- [Exercise objective]: Reproduce only the lines that run from the line with "officer in this photo." to the last line of the material, both ends included, exactly as they appear.

--- Start of Exercise inputs ---

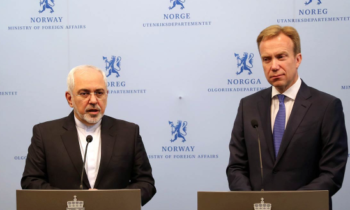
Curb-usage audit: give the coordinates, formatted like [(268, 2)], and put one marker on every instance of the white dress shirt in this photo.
[(93, 155), (291, 94)]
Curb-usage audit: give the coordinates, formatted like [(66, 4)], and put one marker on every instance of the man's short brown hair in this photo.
[(275, 30)]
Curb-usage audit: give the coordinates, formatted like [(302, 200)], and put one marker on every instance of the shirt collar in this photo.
[(290, 92), (81, 125)]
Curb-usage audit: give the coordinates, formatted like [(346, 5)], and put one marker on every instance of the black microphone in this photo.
[(88, 140), (256, 125)]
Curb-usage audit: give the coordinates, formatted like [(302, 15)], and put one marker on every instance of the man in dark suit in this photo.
[(302, 130), (116, 158)]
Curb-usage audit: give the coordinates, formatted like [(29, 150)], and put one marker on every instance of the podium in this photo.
[(78, 199), (264, 200)]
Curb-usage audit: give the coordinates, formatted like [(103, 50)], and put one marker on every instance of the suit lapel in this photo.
[(71, 143), (107, 145), (264, 107), (300, 107)]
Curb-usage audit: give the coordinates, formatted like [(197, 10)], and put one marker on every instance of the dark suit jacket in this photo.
[(313, 151), (54, 159)]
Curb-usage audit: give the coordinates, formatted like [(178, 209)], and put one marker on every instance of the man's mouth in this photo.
[(93, 111), (276, 76)]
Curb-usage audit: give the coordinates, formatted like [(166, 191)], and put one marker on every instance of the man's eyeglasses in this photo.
[(86, 94)]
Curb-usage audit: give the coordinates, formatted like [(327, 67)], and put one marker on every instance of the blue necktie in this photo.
[(280, 122)]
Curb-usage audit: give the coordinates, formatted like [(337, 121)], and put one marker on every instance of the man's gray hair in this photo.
[(70, 78)]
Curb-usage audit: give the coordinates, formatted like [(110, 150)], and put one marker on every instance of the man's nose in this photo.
[(93, 98)]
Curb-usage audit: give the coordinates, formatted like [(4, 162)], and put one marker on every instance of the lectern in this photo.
[(78, 199), (264, 200)]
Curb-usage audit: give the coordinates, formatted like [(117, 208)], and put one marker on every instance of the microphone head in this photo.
[(255, 123), (89, 138)]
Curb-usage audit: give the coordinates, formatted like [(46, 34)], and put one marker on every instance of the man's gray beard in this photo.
[(87, 118), (92, 120)]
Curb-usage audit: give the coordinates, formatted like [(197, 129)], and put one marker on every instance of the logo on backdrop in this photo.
[(178, 147), (241, 81), (112, 66), (245, 63), (173, 15), (309, 2), (47, 4), (178, 131), (177, 2), (114, 84), (45, 20), (314, 11)]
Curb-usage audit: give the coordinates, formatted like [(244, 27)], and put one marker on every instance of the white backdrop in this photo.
[(176, 64)]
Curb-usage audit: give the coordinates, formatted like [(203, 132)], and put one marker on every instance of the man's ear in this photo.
[(298, 58), (69, 99)]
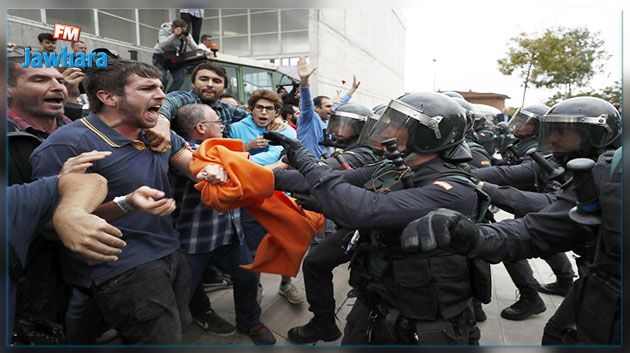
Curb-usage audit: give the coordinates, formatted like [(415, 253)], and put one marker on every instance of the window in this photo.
[(81, 18), (235, 45), (28, 14), (264, 22), (294, 20), (265, 44), (115, 28), (153, 17), (296, 42), (234, 26)]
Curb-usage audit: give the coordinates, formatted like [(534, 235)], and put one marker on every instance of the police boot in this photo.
[(559, 287), (480, 315), (321, 327), (527, 305)]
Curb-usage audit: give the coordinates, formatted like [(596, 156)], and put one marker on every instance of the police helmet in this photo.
[(422, 122), (578, 127), (347, 121), (528, 115)]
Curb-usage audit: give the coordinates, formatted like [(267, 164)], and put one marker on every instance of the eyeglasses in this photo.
[(260, 108), (218, 122)]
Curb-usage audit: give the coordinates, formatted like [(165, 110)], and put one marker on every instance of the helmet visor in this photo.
[(397, 121), (564, 133), (345, 125)]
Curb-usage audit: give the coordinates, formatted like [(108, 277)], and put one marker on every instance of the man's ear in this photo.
[(107, 98)]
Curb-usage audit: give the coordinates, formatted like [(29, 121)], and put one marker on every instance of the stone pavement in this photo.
[(279, 315)]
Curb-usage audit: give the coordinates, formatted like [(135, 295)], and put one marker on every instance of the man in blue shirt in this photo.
[(144, 294), (265, 106), (315, 113)]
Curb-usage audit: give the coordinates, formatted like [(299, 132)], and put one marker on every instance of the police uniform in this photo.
[(595, 298)]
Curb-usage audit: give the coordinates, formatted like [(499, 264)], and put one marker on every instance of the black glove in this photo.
[(441, 228), (297, 155), (308, 202)]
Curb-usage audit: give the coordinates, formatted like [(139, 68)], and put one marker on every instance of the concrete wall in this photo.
[(24, 33), (369, 43)]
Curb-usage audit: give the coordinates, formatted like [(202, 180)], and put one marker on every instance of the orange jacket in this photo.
[(290, 228)]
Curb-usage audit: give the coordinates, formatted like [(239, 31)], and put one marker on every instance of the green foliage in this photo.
[(559, 58), (611, 93)]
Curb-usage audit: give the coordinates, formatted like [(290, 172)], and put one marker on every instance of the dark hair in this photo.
[(287, 109), (264, 94), (14, 69), (45, 35), (187, 117), (219, 70), (317, 101), (179, 23), (114, 78)]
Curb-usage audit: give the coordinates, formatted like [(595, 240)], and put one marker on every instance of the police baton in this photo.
[(553, 172), (586, 211)]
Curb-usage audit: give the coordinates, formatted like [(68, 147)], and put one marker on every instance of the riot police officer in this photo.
[(590, 313), (401, 298), (525, 124)]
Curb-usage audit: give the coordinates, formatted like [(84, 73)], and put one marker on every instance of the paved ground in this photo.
[(279, 315)]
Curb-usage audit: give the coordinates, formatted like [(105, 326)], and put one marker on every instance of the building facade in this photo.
[(340, 42)]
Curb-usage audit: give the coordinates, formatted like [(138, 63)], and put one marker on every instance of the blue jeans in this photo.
[(148, 303), (227, 259), (179, 75)]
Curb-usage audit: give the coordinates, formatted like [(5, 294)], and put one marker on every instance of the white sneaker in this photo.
[(293, 295)]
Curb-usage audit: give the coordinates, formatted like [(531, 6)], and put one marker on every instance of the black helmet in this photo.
[(453, 94), (578, 127), (422, 122), (528, 115), (372, 119), (347, 122)]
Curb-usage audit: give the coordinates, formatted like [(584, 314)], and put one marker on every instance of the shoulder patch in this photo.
[(443, 184)]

--- End of Exercise inputs ---

- [Task answer]:
Curb-usage audit: give the coordinates, formatted like [(68, 147)], and put one marker on every instance of the riot police officer in this photo.
[(590, 313), (401, 298), (525, 124)]
Curb-usage audit: give the coordinates, formatted like [(84, 73)], and put one marker on every instance of the paved ground in this photo.
[(279, 315)]
Curb-usage audit: give the coordinates, formatted like [(105, 326)], and put one marker on every instance of the building facade in this photo.
[(340, 42)]
Curb-usage audit: give the coordinates, formatted like [(138, 63)], and put one marker on every instance of the blue jeans in this photo.
[(148, 303), (227, 259), (179, 75)]
Curb-usage audit: give the coordinates, formatted like [(5, 294)], and put one marker on every instance of the white sneaker in this photo.
[(293, 295)]
Curb-usage audit: give the coordinates, formatted like [(531, 6)], and put one marker on every instance of the black helmet in this photo.
[(453, 94), (578, 127), (422, 122), (528, 115), (372, 119), (347, 122)]
Curb-usage audit: give the coordinates, formatted like [(584, 314)], and put one marker on every instance of the shoulder patch in this photo.
[(443, 184)]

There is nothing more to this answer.